December 22, 2016 Ben Vaught

Bloomberg Government regularly publishes insights, opinion and best practices from our community of senior leaders and decision-makers. This column is written by Ben Vaught, Director of Onvia Exchange.

Although Merriam-Webster recently unveiled “surreal” as its Word of the Year for 2016, it’s looking increasingly likely that 2017 will become the true year of surrealism – the movement described nearly one hundred years ago by poet Andre Breton as existing to resolve the previously contradictory conditions of dream and reality. In the coming months, the election-year dreams of 2016 will clash with financial realities of 2017 and beyond, with few indicators whether they can be resolved, or which priorities will prevail.

At the federal level, policymakers and budget writers are preparing to fit into one budget multiple contradictory items such as massive tax cuts, nearly a trillion dollars in infrastructure investments, and unknown amounts of adjustments to defense, entitlement and other spending categories.

» Short task 1:
Rewrite the paragraph of the column on the 2017 budget outlook that begins "Although Merriam-Webster recently unveiled" in a shorter form that keeps its main facts.
» Short task 2:
Extend the column on the 2017 budget outlook, starting after its last sentence, the one about fitting contradictory items into one federal budget.
The entries that come next have no connection to the column on the 2017 budget outlook.

(Data records)
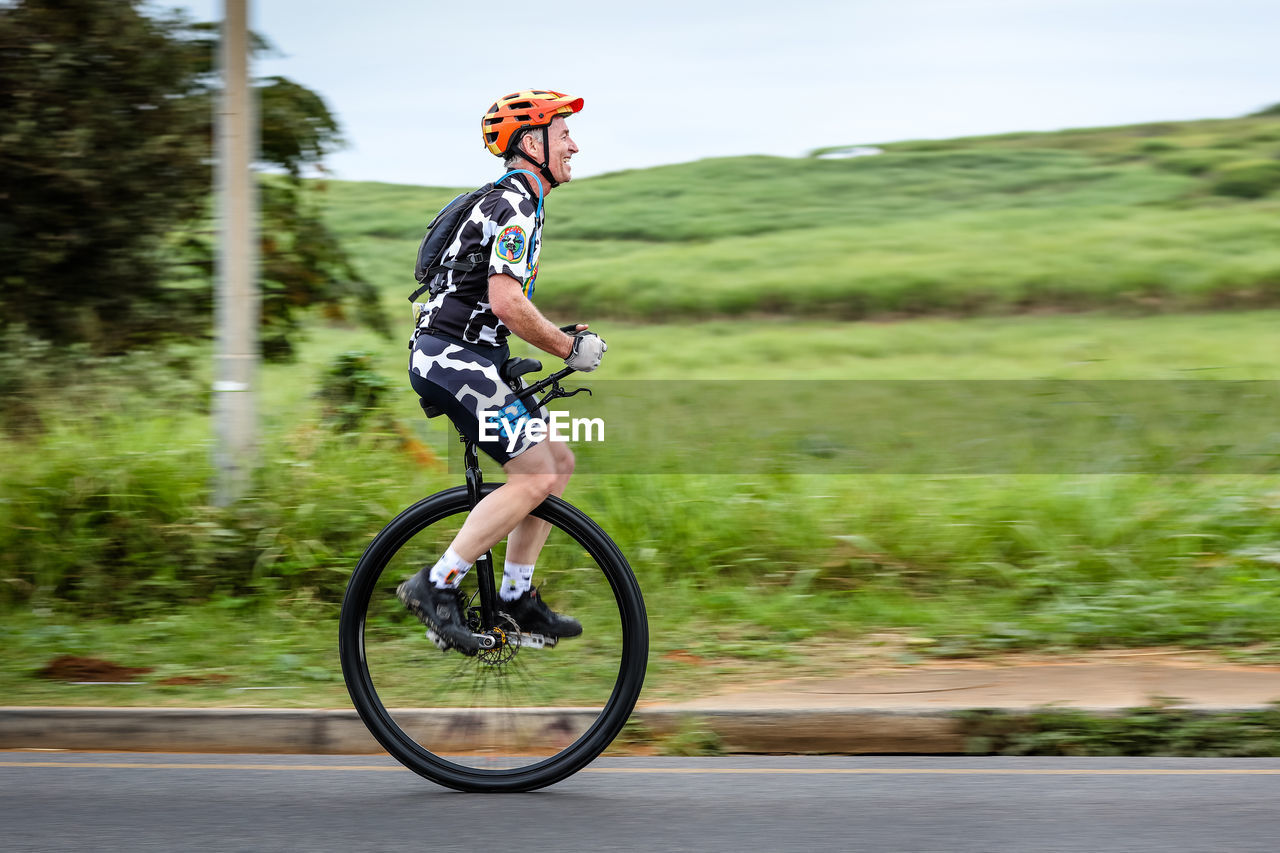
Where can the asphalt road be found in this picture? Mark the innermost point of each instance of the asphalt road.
(150, 802)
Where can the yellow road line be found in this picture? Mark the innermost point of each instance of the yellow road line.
(699, 771)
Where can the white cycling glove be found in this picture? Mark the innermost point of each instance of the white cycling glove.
(588, 350)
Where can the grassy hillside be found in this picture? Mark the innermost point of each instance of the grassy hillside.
(1143, 218)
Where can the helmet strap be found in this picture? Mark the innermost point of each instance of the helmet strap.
(545, 165)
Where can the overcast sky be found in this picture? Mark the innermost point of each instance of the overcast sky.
(671, 81)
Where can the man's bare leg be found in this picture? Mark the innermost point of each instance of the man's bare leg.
(542, 470)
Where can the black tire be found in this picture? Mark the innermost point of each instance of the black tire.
(510, 725)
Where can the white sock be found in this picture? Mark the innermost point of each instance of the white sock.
(449, 570)
(516, 580)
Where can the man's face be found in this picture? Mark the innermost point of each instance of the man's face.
(562, 147)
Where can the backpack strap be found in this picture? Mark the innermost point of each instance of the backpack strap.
(470, 261)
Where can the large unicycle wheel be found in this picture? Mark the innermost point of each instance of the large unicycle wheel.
(530, 710)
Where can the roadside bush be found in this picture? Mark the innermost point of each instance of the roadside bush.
(1248, 178)
(351, 391)
(1194, 162)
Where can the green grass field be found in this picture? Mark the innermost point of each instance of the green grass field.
(1138, 219)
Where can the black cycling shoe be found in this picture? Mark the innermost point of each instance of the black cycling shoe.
(534, 616)
(440, 610)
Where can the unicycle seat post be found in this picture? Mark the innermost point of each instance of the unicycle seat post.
(484, 562)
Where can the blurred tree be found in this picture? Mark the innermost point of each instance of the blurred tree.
(105, 176)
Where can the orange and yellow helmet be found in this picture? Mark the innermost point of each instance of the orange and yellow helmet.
(524, 109)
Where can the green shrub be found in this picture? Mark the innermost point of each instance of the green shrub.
(352, 389)
(1248, 178)
(1194, 162)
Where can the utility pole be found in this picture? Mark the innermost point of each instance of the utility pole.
(237, 299)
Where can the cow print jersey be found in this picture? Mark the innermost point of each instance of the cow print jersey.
(506, 228)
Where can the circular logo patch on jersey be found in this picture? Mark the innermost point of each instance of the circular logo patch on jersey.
(511, 243)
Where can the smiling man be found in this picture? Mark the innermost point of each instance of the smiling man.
(481, 293)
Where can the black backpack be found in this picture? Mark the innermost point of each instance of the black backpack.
(443, 231)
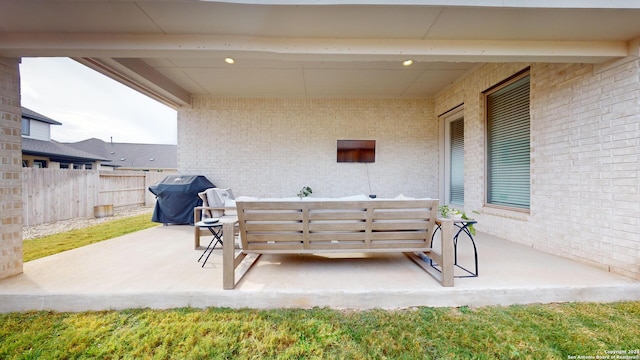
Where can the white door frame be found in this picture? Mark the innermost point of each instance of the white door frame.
(444, 125)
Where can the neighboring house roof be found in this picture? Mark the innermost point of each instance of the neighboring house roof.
(30, 114)
(57, 152)
(130, 155)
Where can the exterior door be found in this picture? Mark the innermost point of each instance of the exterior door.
(454, 158)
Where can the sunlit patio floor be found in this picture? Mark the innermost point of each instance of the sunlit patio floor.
(158, 268)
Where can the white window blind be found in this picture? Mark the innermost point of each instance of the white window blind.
(508, 145)
(456, 188)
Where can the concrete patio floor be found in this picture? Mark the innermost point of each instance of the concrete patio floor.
(158, 268)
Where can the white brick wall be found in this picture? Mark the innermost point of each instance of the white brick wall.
(585, 161)
(11, 170)
(274, 147)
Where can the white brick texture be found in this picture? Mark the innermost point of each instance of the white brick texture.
(585, 160)
(274, 147)
(11, 170)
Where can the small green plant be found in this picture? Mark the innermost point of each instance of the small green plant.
(305, 191)
(449, 212)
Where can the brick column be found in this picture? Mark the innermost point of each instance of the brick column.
(10, 169)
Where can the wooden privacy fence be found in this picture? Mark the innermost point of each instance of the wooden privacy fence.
(59, 194)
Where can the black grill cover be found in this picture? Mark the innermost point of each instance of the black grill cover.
(176, 196)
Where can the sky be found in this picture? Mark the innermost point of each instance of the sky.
(91, 105)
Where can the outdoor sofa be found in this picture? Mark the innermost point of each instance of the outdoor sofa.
(353, 224)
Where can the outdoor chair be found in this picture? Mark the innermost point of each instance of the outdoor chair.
(216, 203)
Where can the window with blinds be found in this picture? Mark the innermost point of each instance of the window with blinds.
(508, 144)
(456, 175)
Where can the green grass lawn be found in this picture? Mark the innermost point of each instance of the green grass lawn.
(554, 331)
(53, 244)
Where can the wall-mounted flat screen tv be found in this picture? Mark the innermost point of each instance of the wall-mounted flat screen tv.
(356, 151)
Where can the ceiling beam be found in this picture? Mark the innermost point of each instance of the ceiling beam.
(159, 45)
(139, 76)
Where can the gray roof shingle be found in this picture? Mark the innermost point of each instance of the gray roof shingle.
(57, 151)
(131, 155)
(30, 114)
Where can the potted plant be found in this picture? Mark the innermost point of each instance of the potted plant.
(451, 213)
(304, 192)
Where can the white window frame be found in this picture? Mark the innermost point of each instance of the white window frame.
(507, 82)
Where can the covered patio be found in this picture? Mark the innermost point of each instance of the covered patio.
(158, 268)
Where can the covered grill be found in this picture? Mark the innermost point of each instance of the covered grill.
(176, 196)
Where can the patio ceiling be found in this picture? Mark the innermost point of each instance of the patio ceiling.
(172, 50)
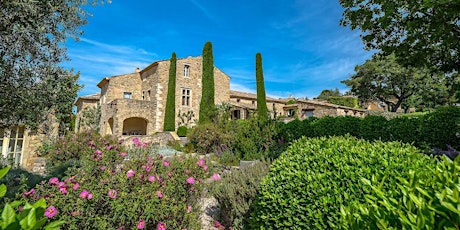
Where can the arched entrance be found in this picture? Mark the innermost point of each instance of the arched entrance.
(135, 126)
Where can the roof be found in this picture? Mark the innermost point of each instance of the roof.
(91, 97)
(252, 96)
(327, 104)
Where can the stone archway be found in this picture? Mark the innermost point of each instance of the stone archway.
(135, 126)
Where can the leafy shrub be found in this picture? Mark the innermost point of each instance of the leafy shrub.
(229, 158)
(441, 127)
(236, 191)
(175, 145)
(114, 189)
(29, 216)
(207, 138)
(67, 150)
(255, 138)
(18, 181)
(182, 131)
(427, 201)
(374, 128)
(313, 178)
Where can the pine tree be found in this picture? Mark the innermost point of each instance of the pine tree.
(170, 110)
(262, 110)
(207, 92)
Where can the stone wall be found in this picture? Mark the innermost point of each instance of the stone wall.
(119, 110)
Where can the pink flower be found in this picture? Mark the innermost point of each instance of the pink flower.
(112, 193)
(190, 180)
(53, 180)
(216, 176)
(130, 173)
(161, 226)
(75, 186)
(76, 213)
(63, 190)
(86, 195)
(50, 212)
(31, 192)
(141, 224)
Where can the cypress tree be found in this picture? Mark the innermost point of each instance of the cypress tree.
(170, 110)
(207, 91)
(262, 110)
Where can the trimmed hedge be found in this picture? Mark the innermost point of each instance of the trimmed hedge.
(420, 201)
(434, 130)
(307, 185)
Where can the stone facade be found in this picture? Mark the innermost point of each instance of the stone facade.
(303, 109)
(83, 103)
(134, 104)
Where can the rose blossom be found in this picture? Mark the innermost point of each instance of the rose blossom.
(216, 176)
(130, 173)
(112, 193)
(50, 212)
(141, 224)
(190, 180)
(161, 226)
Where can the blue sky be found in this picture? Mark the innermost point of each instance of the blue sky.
(304, 49)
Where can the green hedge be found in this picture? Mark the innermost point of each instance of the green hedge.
(310, 182)
(436, 129)
(420, 201)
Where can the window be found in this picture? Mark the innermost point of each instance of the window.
(186, 97)
(186, 70)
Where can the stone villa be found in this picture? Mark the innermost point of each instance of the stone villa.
(134, 103)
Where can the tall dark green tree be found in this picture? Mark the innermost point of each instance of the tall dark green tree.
(420, 33)
(32, 38)
(170, 110)
(207, 106)
(262, 110)
(382, 78)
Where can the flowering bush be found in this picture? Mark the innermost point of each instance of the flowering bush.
(114, 189)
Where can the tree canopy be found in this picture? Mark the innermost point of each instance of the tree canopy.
(420, 33)
(383, 79)
(32, 45)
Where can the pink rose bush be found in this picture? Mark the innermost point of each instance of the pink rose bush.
(119, 188)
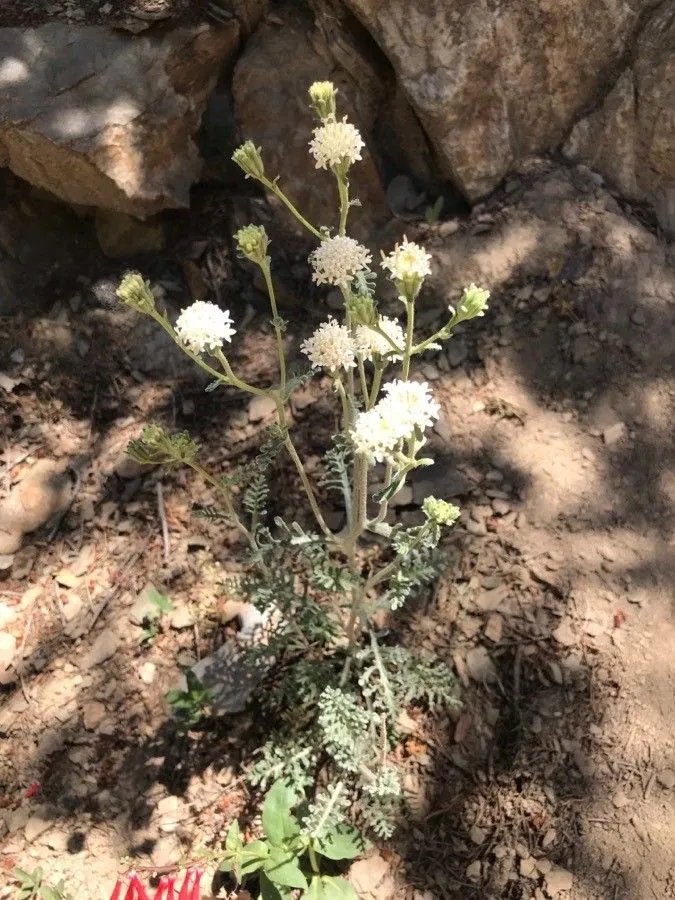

» Task response 1:
Merriam-Webster named "surreal" its Word of the Year for 2016, but 2017 looks more likely to be the true year of surrealism, the movement Andre Breton described nearly a century ago as resolving the contradictory conditions of dream and reality. In the coming months, the election-year dreams of 2016 will clash with the financial realities of 2017 and later, with little sign of whether they can be reconciled or which priorities will win.

» Task response 2:
Within state and local governments, policy and budget writers have been dealing with their own form of surrealism for much of the past decade: the ever-increasing gap between demand for services and supply of new revenue, especially at the state level.

In this surreal environment, punctuated by heightened economic uncertainty and political unrest, business and government leaders alike are taking a deeper look at the underlying forces that will shape 2017.

2017 Economic Outlook: Modest Growth and Long-Term Uncertainty for Government Spending

Economists and investors appear to have arrived at a dual consensus regarding the economic outlook in 2017 and beyond. For 2017, modest but steady growth is expected, but beyond that timeframe the waters become significantly murkier.

In the short term, the market seems excited about the promise of a Trump presidency. With a more conservative, potentially “business friendly” commander-in-chief, and one who has voiced a desire to cut taxes and invest in infrastructure significantly, market observers are generally expecting a return to a more normal level of growth. A survey of 60 economists conducted by the Wall Street Journal has concluded that GDP growth should continue at approximately a 2% rate heading into 2017.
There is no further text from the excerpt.